# Geschwindigkeitsmessung



## mark_ (27 Juni 2006)

ich möchte mit einer s5/s7 eine Geschwindigkeit in m/s bzw km/h messen.
Die Zeit soll über zwei Lichtschranken (Abstand) gemessen werden.
Ich habe mir schon verschiedene Gedanken gemacht, aber komme zu keinem einfachen Ergebnis.
Gebe mir doch mal bitte jemand einen guten Tipp, an dem ich mich langhangeln kann ?!?


----------



## kpeter (27 Juni 2006)

Mal ganz einfach

die zeit zwischen denn Lichtschranken messen
die entfernung von denn Lichtschranken messen

und dann die entfernung durch die zeit und du hast deine m/s


----------



## mark_ (27 Juni 2006)

*schon klar ...*

Das ist soweit schon klar, aber nicht ich will rechnen, sondern die SPS solles für mich tun.
Also, die Entfernung weiss ich.
Wie bekomme ich die Zeit zwischen den Messpunkten in die Steuerung ?


----------



## Rainer Hönle (27 Juni 2006)

Je nach benötigter Genauigkeit könnte folgendes ein Ansatz sein:
Beim Durchgang durch ersten Punkt Bit setzen und ein Merkerwort (oder Doppelwort je nach Dauer) auf Null setzen.
Solange Bit gesetzt ist im OB35 das Merkerwort inkrementieren
Beim Durchgang durch den zweiten Punkt Bit rücksetzen. 
Jetzt kann aus der gemessenen Zeit und dem bekannten Weg die Geschwindigkeit berechnet werden.


----------



## mark_ (27 Juni 2006)

*weiter so*

@ kpeter --- Interessante Homepage, sehr aufschlussreich ???

@ Rainer - ääähh, hilf mir kurz auf die Sprünge... OB35... was macht der, habe mein PG mit der Hilfe gerade nicht zur Hand.


----------



## Rainer Hönle (27 Juni 2006)

OB35 ist einer der Zeit-OBs. Wird (je nach Parametrierung) alle 100 ms aufgerufen. Was für Zeiten sollen den gemessen werden (Min und Max)?


----------



## mark_ (27 Juni 2006)

*wg. Hobby*

Der Abstand soll nicht grösser als 1 Meter. Die zuerwartende Geschwindigkeit ca. 60km/h.
Für den Hobby-Bereich: RC-Modellbau - Rundenzeiten, Geschwindigkeit, Durchschnittsgeschwindigkeit, usw.


----------



## Rainer Hönle (27 Juni 2006)

60 km/h entspricht fast 17 m/s. Ein Meter wird dann in ca. 60 ms zurückgelegt. Um einigermaßer vernüftige Werte zu bekommen muss die Strecke deutlich erhöht und/oder die Geschwindigkeit deutlich verringert oder eine spezielle Baugruppe eingesetzt werden, die die Torzeiten mißt. Aber mit normaler Umgebung sehe ich hier Schwierigkeiten.

_Aufgeführte Einträge_.
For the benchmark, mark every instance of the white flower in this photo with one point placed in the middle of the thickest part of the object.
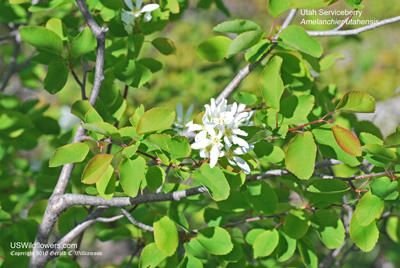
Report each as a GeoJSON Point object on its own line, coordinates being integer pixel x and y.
{"type": "Point", "coordinates": [128, 17]}
{"type": "Point", "coordinates": [219, 134]}
{"type": "Point", "coordinates": [235, 160]}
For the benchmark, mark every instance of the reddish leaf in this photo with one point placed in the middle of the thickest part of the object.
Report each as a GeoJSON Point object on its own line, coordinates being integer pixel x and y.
{"type": "Point", "coordinates": [347, 141]}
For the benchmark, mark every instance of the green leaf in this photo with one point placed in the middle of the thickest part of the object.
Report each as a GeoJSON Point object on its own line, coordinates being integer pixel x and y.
{"type": "Point", "coordinates": [265, 243]}
{"type": "Point", "coordinates": [236, 26]}
{"type": "Point", "coordinates": [393, 228]}
{"type": "Point", "coordinates": [252, 235]}
{"type": "Point", "coordinates": [295, 109]}
{"type": "Point", "coordinates": [131, 150]}
{"type": "Point", "coordinates": [271, 83]}
{"type": "Point", "coordinates": [106, 184]}
{"type": "Point", "coordinates": [296, 224]}
{"type": "Point", "coordinates": [329, 147]}
{"type": "Point", "coordinates": [307, 252]}
{"type": "Point", "coordinates": [190, 262]}
{"type": "Point", "coordinates": [245, 98]}
{"type": "Point", "coordinates": [96, 168]}
{"type": "Point", "coordinates": [132, 73]}
{"type": "Point", "coordinates": [155, 177]}
{"type": "Point", "coordinates": [214, 217]}
{"type": "Point", "coordinates": [383, 186]}
{"type": "Point", "coordinates": [165, 235]}
{"type": "Point", "coordinates": [57, 76]}
{"type": "Point", "coordinates": [57, 26]}
{"type": "Point", "coordinates": [262, 197]}
{"type": "Point", "coordinates": [365, 237]}
{"type": "Point", "coordinates": [83, 43]}
{"type": "Point", "coordinates": [70, 153]}
{"type": "Point", "coordinates": [278, 7]}
{"type": "Point", "coordinates": [329, 228]}
{"type": "Point", "coordinates": [155, 119]}
{"type": "Point", "coordinates": [300, 156]}
{"type": "Point", "coordinates": [286, 247]}
{"type": "Point", "coordinates": [214, 180]}
{"type": "Point", "coordinates": [257, 51]}
{"type": "Point", "coordinates": [377, 155]}
{"type": "Point", "coordinates": [151, 256]}
{"type": "Point", "coordinates": [368, 209]}
{"type": "Point", "coordinates": [42, 38]}
{"type": "Point", "coordinates": [329, 60]}
{"type": "Point", "coordinates": [131, 173]}
{"type": "Point", "coordinates": [244, 41]}
{"type": "Point", "coordinates": [393, 140]}
{"type": "Point", "coordinates": [325, 187]}
{"type": "Point", "coordinates": [134, 119]}
{"type": "Point", "coordinates": [85, 111]}
{"type": "Point", "coordinates": [215, 240]}
{"type": "Point", "coordinates": [296, 37]}
{"type": "Point", "coordinates": [356, 101]}
{"type": "Point", "coordinates": [310, 3]}
{"type": "Point", "coordinates": [214, 49]}
{"type": "Point", "coordinates": [100, 127]}
{"type": "Point", "coordinates": [347, 141]}
{"type": "Point", "coordinates": [196, 249]}
{"type": "Point", "coordinates": [164, 45]}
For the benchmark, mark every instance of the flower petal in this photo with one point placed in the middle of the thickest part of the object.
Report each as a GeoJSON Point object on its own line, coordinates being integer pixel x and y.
{"type": "Point", "coordinates": [201, 144]}
{"type": "Point", "coordinates": [127, 17]}
{"type": "Point", "coordinates": [242, 164]}
{"type": "Point", "coordinates": [129, 4]}
{"type": "Point", "coordinates": [139, 4]}
{"type": "Point", "coordinates": [243, 150]}
{"type": "Point", "coordinates": [214, 156]}
{"type": "Point", "coordinates": [239, 141]}
{"type": "Point", "coordinates": [179, 112]}
{"type": "Point", "coordinates": [240, 132]}
{"type": "Point", "coordinates": [189, 112]}
{"type": "Point", "coordinates": [149, 8]}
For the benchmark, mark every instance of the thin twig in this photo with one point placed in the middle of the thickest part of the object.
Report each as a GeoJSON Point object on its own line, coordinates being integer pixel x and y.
{"type": "Point", "coordinates": [354, 31]}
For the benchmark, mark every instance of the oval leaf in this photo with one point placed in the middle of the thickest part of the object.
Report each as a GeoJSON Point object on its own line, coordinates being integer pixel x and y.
{"type": "Point", "coordinates": [215, 240]}
{"type": "Point", "coordinates": [300, 157]}
{"type": "Point", "coordinates": [42, 38]}
{"type": "Point", "coordinates": [368, 209]}
{"type": "Point", "coordinates": [347, 141]}
{"type": "Point", "coordinates": [96, 168]}
{"type": "Point", "coordinates": [365, 237]}
{"type": "Point", "coordinates": [329, 228]}
{"type": "Point", "coordinates": [296, 224]}
{"type": "Point", "coordinates": [236, 26]}
{"type": "Point", "coordinates": [151, 256]}
{"type": "Point", "coordinates": [271, 84]}
{"type": "Point", "coordinates": [265, 243]}
{"type": "Point", "coordinates": [57, 76]}
{"type": "Point", "coordinates": [131, 173]}
{"type": "Point", "coordinates": [70, 153]}
{"type": "Point", "coordinates": [356, 101]}
{"type": "Point", "coordinates": [164, 45]}
{"type": "Point", "coordinates": [244, 41]}
{"type": "Point", "coordinates": [165, 235]}
{"type": "Point", "coordinates": [106, 184]}
{"type": "Point", "coordinates": [155, 119]}
{"type": "Point", "coordinates": [83, 43]}
{"type": "Point", "coordinates": [214, 180]}
{"type": "Point", "coordinates": [214, 49]}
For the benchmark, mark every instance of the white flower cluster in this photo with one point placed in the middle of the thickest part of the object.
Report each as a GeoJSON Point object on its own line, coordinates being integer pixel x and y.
{"type": "Point", "coordinates": [219, 134]}
{"type": "Point", "coordinates": [128, 17]}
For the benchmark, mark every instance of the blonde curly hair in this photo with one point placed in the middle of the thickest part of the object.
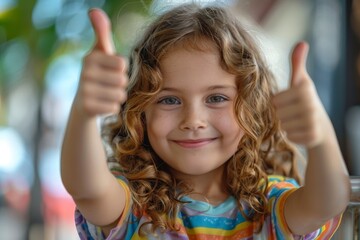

_Übungsziel_.
Schreib den Text zur Geschwindigkeitsmessung von „Das ist soweit“ bis „die Steuerung ?“ ab und ersetze dabei „Steuerung“ durch „SPS“.

_Lösung_.
Das ist soweit schon klar, aber nicht ich will rechnen, sondern die SPS solles für mich tun.
Also, die Entfernung weiss ich.
Wie bekomme ich die Zeit zwischen den Messpunkten in die SPS ?